→ **ITEMS**:
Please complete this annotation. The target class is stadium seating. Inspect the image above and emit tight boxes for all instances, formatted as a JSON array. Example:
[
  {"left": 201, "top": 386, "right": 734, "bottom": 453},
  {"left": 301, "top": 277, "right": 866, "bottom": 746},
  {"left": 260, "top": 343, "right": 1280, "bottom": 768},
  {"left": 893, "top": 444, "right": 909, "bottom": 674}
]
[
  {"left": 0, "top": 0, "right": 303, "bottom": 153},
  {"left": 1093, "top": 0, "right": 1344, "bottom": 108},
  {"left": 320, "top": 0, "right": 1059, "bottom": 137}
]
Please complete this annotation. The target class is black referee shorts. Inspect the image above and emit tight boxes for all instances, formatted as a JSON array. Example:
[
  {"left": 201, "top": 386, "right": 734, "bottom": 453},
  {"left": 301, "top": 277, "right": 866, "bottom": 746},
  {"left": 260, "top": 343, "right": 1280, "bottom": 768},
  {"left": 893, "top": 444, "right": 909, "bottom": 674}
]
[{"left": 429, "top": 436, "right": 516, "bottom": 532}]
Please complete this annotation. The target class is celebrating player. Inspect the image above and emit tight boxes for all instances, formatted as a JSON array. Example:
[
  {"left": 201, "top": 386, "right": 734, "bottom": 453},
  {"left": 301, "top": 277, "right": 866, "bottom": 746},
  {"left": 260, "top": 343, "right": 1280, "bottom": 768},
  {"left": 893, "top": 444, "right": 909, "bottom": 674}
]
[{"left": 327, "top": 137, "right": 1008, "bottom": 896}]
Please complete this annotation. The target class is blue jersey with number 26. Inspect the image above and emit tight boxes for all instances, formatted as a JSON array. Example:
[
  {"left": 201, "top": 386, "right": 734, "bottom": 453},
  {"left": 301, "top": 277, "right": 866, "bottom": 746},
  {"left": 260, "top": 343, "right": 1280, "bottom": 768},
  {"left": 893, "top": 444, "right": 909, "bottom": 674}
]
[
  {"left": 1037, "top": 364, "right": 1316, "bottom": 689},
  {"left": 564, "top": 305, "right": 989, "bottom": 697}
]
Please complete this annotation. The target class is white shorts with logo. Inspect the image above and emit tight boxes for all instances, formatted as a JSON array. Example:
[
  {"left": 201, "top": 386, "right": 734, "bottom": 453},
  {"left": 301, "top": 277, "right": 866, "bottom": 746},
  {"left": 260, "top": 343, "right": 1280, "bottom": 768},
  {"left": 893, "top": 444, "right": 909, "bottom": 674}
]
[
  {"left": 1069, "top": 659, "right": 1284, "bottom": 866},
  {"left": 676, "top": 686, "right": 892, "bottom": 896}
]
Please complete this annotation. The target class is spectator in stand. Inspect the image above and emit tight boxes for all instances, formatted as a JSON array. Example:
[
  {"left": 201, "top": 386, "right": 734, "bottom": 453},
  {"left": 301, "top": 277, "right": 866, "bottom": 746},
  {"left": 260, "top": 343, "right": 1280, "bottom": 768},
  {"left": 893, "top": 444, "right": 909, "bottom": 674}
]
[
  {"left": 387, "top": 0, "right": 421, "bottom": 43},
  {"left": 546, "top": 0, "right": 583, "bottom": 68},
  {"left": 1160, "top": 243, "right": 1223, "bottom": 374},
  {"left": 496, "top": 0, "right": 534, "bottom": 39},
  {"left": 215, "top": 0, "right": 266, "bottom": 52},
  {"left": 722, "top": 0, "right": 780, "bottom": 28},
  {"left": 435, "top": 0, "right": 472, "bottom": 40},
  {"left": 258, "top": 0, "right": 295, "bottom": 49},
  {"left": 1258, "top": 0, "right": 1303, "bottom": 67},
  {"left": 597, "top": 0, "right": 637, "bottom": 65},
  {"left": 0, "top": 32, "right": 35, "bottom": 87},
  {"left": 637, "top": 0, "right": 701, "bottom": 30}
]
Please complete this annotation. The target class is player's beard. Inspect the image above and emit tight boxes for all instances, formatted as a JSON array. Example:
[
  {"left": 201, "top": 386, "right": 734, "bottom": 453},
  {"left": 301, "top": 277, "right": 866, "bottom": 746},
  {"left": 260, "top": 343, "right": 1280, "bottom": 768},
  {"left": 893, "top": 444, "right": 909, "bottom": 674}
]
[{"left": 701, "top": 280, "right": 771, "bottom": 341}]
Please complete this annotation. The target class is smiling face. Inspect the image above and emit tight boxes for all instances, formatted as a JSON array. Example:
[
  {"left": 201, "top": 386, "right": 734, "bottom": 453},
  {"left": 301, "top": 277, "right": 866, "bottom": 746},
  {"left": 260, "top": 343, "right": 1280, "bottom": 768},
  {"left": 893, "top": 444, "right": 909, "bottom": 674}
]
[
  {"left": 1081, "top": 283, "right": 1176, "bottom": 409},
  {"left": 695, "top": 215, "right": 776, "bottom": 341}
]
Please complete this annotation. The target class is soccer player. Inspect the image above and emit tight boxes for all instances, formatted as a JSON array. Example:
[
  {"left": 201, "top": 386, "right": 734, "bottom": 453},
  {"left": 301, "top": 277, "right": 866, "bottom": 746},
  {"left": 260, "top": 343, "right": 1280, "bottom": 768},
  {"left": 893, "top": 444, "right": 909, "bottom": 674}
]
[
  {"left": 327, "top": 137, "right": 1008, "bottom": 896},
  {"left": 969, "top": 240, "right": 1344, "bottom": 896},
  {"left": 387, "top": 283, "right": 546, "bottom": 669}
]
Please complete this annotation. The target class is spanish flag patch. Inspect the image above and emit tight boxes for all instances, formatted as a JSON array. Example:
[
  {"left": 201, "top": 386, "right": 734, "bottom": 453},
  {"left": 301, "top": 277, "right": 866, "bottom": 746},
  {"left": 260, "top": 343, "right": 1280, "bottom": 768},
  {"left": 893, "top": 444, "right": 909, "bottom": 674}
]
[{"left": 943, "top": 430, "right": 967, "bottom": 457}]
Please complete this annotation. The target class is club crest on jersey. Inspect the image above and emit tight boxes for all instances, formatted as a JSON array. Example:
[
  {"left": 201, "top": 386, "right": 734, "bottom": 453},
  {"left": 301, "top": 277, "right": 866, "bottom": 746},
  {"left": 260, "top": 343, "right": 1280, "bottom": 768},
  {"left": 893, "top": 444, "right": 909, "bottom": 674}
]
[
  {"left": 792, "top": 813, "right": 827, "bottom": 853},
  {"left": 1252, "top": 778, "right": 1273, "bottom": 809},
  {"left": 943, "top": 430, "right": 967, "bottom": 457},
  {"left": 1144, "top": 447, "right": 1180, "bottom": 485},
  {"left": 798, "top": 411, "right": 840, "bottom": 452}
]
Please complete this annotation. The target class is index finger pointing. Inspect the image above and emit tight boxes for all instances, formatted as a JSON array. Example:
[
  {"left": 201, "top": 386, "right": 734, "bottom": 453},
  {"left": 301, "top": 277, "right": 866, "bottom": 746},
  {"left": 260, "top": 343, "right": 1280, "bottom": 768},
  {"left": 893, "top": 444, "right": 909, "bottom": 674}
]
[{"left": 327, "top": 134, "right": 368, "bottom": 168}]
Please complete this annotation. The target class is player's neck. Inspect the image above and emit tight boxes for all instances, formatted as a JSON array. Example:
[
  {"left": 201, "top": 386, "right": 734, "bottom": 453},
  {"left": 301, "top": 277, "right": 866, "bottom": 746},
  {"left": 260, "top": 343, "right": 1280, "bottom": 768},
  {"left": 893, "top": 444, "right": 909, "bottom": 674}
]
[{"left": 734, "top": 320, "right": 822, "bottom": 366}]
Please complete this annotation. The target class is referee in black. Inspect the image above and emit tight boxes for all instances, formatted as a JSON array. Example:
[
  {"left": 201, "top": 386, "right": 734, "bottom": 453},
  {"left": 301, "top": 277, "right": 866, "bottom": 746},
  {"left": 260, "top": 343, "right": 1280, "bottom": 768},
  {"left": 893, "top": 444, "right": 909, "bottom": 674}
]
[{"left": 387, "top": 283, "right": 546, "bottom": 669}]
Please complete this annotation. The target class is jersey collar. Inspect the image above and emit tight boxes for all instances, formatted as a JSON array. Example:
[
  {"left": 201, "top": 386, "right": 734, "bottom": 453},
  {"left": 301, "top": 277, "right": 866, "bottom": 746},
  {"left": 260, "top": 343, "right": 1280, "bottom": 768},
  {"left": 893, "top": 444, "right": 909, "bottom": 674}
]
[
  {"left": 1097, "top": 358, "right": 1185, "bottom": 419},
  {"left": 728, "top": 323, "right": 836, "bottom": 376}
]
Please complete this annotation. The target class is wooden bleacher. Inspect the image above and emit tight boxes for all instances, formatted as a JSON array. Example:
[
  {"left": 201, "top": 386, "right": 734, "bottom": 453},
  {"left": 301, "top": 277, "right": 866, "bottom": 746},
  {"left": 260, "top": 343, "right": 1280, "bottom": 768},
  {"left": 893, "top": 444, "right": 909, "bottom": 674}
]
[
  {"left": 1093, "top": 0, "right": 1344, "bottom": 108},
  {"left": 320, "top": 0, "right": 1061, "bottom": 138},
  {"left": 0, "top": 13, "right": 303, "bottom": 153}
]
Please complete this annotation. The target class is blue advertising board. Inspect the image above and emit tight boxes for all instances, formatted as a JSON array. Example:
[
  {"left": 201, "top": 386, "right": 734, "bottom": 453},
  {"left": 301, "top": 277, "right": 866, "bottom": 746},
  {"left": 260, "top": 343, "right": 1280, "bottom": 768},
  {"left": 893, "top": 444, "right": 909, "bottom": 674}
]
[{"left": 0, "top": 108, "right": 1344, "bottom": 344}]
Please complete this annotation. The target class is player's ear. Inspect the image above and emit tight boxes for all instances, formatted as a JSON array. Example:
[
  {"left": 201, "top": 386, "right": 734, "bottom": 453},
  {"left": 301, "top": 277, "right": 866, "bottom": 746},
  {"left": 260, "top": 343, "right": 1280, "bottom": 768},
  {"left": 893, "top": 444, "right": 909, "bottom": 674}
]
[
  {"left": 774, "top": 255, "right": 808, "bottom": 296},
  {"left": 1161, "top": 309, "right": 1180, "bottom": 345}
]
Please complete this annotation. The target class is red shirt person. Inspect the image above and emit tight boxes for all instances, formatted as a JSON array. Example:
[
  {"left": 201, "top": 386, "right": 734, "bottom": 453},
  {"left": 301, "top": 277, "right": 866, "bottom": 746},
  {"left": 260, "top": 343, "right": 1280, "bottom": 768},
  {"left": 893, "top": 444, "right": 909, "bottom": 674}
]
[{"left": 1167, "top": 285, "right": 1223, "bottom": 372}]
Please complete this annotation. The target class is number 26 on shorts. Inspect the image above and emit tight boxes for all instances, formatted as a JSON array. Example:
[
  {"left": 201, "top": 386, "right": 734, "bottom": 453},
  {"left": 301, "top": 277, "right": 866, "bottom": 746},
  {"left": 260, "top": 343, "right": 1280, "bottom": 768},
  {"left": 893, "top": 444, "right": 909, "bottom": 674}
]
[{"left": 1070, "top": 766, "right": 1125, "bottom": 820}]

→ **THE EXERCISE**: Copy every line of the material above that contains the string "with", matching case exactly.

→ **WRITTEN RESPONSE**:
Please complete this annotation. The target class is blue jersey with number 26. Inspect the image above and emit tight boxes for all instances, formatted as a JSON array. Example:
Please complete this annotation. The target class is white shorts with logo. Inspect the image above and emit tight boxes for all instances, formatted as a JSON array. Example:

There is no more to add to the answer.